=== Passage for review ===

Reviewed by Gill Davies
Just a few days ago my partner and fellow Shiny reviewer Basil Ransome Davies found a new walk to do in these times of Covid-inspired local diversions. From the path alongside the River Lune he took footpaths and byways across Lancaster and Morecambe to link up two small cemeteries and a crematorium. We have been walking in cemeteries here and abroad for many years – they provide an immediate condensation of their local histories and cultures and a usually deserted place to walk in an urban setting. Since the start of the pandemic many of us have been discovering new spaces within a familiar city or town-scape. But it is especially delightful to encounter peaceful green spaces full of wildlife and intriguing personal histories. And this is what cemeteries have to offer. Peter Ross has also been visiting graveyards for several years and in this book he has brought together a fine collection. The subtitle, “The stories and glories of graveyards,” points to his focus on the living as well as the dead. The glories come from the stones and memorials, and many of the stories come from the people he meets, the conversations they strike up and the curious lives they lead. The geographical range goes from the north of Scotland to the south coast of England and west to the Republic of Ireland and Northern Ireland. He visits places including the famous and monumental (e.g. Highgate, Kensal Green, Glasnevin) and the obscure (St Finnans Isle, Hythe ossuary). His stories are often bizarre, such as the vigils at and consecration of the Crossbones graveyard for prostitutes in Southwark or a Viking handfasting ceremony in the Nonconformist chapel of Arnos Vale cemetery in Bristol.
While not a history of cemeteries, the book is full of interesting historical detail about the great Victorian garden cemeteries designed to replace overflowing church graveyards and thus combat the spread of typhus and cholera. There was also a deal of civic and national pride involved – so Kensal Green was London’s answer to Pere Lachaise in Paris. Ross charts the sad decline and neglect of the great Victorian private cemeteries but shows how many of them have risen again as enthusiastic Friends groups, local councils and others have found ways of preserving them. Some are opened up to the living for tours (of which the “Queerly Departed” tour of the graves of LGBTQ people in Brompton cemetery is a fine example), others as wedding venues. And they have all become more and more popular for recreation.

===

**Tasks**
• 1. According to the graveyard book review, Kensal Green was London's answer to which cemetery?
• 2. Pick up the graveyard book review after its last sentence and extend it.

=== Dataset content ===

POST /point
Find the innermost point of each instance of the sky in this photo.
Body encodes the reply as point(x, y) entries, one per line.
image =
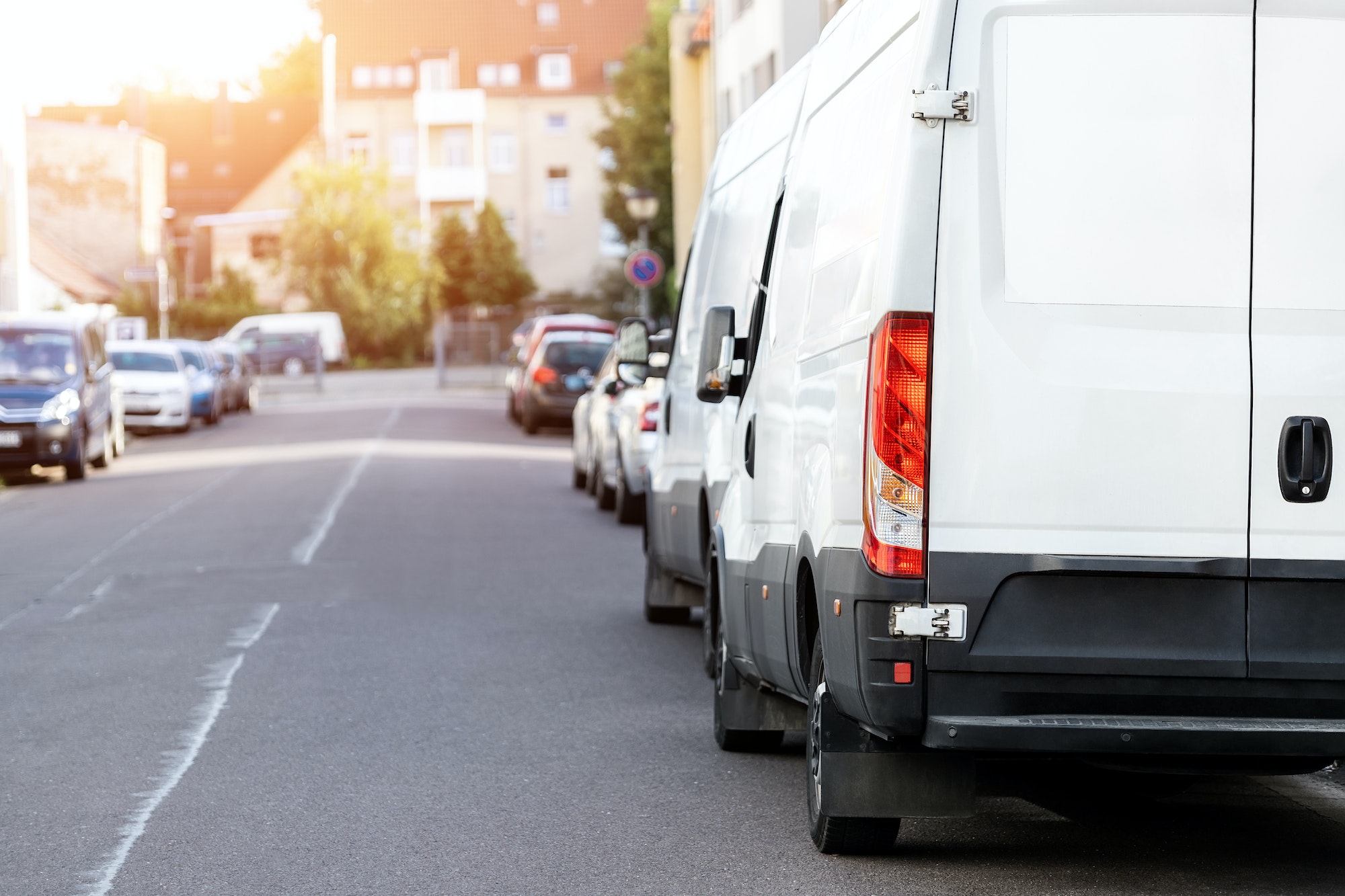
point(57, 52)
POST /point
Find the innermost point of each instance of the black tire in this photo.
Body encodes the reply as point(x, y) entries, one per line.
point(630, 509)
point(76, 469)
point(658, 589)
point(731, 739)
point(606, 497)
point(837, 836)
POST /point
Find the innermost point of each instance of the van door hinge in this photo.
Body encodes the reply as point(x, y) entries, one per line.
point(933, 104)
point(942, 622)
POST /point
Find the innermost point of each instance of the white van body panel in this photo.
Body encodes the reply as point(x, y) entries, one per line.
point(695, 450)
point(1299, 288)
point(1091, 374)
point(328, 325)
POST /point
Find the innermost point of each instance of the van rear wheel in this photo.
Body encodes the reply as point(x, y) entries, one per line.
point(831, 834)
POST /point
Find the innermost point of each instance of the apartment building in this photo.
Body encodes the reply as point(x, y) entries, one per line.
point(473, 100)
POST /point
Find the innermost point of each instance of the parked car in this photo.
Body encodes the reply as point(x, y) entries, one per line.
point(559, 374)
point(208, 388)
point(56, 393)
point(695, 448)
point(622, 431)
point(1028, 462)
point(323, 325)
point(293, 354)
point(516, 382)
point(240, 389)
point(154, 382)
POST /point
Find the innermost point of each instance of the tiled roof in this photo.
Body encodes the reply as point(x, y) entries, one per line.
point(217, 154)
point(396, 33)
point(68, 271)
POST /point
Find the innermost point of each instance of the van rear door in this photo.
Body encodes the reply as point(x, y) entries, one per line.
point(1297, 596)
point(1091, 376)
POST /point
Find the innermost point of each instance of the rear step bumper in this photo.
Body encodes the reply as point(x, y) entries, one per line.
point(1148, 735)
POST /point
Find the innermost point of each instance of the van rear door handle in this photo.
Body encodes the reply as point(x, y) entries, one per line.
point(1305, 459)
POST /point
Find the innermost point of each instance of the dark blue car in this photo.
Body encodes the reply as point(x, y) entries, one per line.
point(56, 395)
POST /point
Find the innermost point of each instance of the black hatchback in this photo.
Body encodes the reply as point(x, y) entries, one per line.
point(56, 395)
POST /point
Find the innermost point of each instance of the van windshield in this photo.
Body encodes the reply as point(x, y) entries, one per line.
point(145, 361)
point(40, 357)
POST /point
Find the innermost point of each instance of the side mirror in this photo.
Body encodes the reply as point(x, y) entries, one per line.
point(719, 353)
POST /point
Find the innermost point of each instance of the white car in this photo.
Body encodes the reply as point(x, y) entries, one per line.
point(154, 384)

===

**Answers provided**
• 1. Pere Lachaise in Paris.

• 2.
Cemeteries have long been a focus for visits to the famous but – thanks to knowledgeable guides – the obscure or less famous are now also visited. In the book we learn about forgotten figures like Lilias Adie, an elderly Scot who was imprisoned as a witch in Fife in 1704. She died before she could be executed and was buried in the tidal mud under a sandstone slab where the sea would sweep over her grave and keep the good folk of the kirk safe from her spells. And there’s Phoebe Hessel ( the Stepney Amazon) who served as a private soldier from the age of fifteen in the mid 1700s. She followed her sweetheart into battle rather than be separated from him. Then there is Phoebe’s near contemporary, Peter the Wild Boy, who was “found” in a forest in Germany and brought back for the illumination and amusement of the English court. “He was commodified, intellectualised, became a creature of ink and paint and wax, and was almost certainly unaware of all the fuss.” When he proved to be neither illuminating nor amusing, he was sent away to the countryside – where he does at least seem to have been fairly content. Perhaps the most obscure are the unknown dead found in Irish cillini. One such is a patch of wasteland on the edge of a Belfast golf course where Roman Catholic doctrine dictated that un-baptised babies be buried in unconsecrated ground in unmarked graves. There are several instances of really poignant encounters. For example in Kensal Green cemetery there is a recently erected, very elaborate memorial – at least as imposing as its Victorian predecessors – that was erected by his father to Medi, an 11 year-old boy who died in a horse riding accident. Another story that stands out is that of Shane MacThomais, a cemetery guide at Glasnevin who chose it as the place to quietly end his life.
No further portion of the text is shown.